What to do. Word for word, give again the line holding "Target: hazy distant mountain" and each line after it to the end of the listing below.

Start of Materials provided

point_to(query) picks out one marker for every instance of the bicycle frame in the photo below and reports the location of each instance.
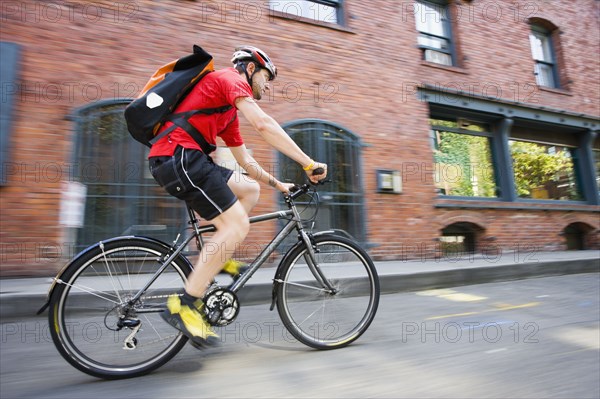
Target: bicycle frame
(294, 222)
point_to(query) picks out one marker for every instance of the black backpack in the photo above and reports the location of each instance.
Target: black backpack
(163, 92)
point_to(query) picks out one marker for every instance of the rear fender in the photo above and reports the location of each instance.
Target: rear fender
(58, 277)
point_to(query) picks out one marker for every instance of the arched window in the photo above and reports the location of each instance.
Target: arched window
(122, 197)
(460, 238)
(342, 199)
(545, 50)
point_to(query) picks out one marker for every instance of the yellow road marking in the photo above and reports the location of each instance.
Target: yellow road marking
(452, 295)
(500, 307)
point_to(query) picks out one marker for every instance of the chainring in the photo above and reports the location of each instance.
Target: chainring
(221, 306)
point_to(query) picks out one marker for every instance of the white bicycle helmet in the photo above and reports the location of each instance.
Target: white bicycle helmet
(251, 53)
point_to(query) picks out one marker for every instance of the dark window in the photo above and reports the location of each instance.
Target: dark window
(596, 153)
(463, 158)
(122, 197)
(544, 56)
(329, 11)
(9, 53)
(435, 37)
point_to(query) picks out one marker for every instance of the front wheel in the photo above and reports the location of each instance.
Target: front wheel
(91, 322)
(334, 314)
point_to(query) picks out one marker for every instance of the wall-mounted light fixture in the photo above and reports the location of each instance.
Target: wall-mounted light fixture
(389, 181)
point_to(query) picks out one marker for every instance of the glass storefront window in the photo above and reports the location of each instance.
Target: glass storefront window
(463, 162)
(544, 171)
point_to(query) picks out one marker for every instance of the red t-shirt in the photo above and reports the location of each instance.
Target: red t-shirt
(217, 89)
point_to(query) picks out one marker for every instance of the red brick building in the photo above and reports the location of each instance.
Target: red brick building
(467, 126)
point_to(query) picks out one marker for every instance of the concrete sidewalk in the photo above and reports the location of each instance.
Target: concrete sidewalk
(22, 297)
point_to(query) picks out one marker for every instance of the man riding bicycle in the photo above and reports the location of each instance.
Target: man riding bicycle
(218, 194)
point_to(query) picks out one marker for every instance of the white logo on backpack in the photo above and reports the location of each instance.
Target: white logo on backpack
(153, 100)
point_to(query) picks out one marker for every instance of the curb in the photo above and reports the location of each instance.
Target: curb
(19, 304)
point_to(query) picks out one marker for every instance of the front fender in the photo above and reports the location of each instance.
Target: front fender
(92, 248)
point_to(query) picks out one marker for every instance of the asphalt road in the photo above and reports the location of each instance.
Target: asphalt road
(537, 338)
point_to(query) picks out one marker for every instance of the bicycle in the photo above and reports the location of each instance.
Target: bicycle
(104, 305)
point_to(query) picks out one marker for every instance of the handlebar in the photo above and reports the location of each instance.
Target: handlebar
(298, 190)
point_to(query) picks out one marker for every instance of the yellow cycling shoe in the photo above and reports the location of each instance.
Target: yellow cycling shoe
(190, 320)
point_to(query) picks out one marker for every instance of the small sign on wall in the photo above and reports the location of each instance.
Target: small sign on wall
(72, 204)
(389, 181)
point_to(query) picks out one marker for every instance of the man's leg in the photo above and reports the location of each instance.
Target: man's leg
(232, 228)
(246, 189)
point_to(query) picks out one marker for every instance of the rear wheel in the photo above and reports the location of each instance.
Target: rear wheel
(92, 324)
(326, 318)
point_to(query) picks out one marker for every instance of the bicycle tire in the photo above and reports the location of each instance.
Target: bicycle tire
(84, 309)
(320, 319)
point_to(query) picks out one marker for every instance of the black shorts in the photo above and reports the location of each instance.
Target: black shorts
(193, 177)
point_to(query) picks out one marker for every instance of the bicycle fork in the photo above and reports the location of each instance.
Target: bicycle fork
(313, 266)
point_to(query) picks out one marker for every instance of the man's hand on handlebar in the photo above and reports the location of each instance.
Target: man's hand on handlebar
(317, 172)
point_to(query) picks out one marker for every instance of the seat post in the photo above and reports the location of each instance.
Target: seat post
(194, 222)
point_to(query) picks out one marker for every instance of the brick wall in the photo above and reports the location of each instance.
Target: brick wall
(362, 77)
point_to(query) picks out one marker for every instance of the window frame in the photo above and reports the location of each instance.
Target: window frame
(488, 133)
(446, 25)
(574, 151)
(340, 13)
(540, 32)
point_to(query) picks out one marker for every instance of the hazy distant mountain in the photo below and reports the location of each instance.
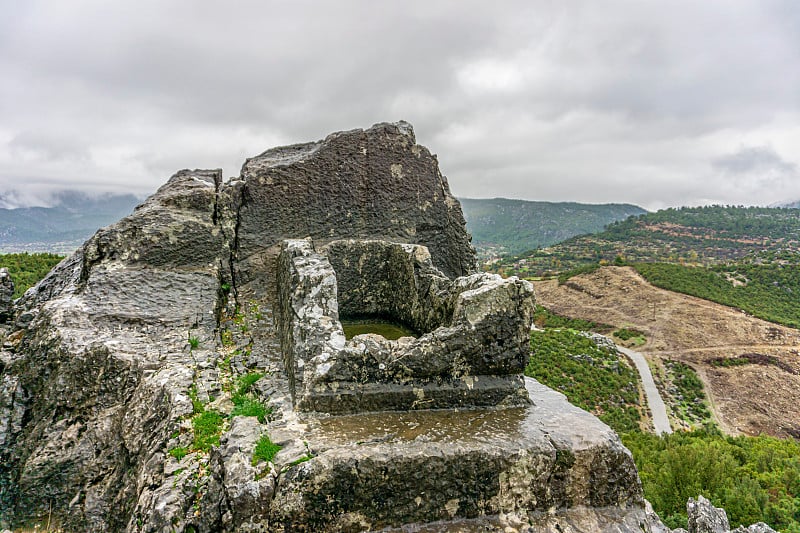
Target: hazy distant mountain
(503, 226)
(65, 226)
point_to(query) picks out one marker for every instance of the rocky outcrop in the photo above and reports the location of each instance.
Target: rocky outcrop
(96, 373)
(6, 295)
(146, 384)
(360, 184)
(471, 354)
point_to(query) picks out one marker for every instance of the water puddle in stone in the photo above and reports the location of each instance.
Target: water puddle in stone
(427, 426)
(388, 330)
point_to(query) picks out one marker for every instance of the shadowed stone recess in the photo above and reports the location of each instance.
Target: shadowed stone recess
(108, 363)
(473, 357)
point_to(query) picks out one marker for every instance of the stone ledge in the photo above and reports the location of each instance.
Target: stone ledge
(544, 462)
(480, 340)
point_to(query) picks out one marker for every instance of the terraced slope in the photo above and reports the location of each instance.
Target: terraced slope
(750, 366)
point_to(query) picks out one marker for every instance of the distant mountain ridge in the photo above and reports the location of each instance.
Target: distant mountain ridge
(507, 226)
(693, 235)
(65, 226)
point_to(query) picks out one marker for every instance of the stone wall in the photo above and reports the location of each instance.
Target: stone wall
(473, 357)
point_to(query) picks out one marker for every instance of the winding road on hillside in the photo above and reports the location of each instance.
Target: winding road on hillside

End of Materials provided

Task response.
Target: hazy distant mountain
(503, 226)
(65, 226)
point_to(query) picks out one marker for every instance of the rocky outcrop in the photo above and reports the location of each instance.
Target: rocky outcrop
(96, 373)
(6, 295)
(146, 384)
(360, 184)
(471, 354)
point_to(query) picks out one marker for every instance of the water puddle in stone in the photo above and reports the location of each instance.
Target: water puddle in stone
(427, 426)
(388, 330)
point_to(query) picks out one marker for every instance of the shadowed stone recess in the photo above and reports the location of each instance.
Target: shadowed stone recess
(108, 363)
(473, 357)
point_to(query) picks out one marker for every instance of the stone ledge in the photo above and reports the location of each instance.
Target: stone ledge
(544, 462)
(480, 340)
point_to(query) picks out one marker for every instance of the terraced slope in the photo above and reports the location of each instance.
Target: terraced slope
(750, 366)
point_to(query) picks out one marker for every instance of the distant mountain ridge in the photo above and reports the location of each instance.
Target: distant mountain ridge
(507, 226)
(693, 235)
(65, 226)
point_to(query) picks out one marker for every instance of the stone wall in the photo above and reports the location of each instance.
Target: stone wall
(473, 357)
point_to(query) picks out one marker for every instance of the winding road on hillside in the photo above and reports the location of each instance.
Target: winding road on hillside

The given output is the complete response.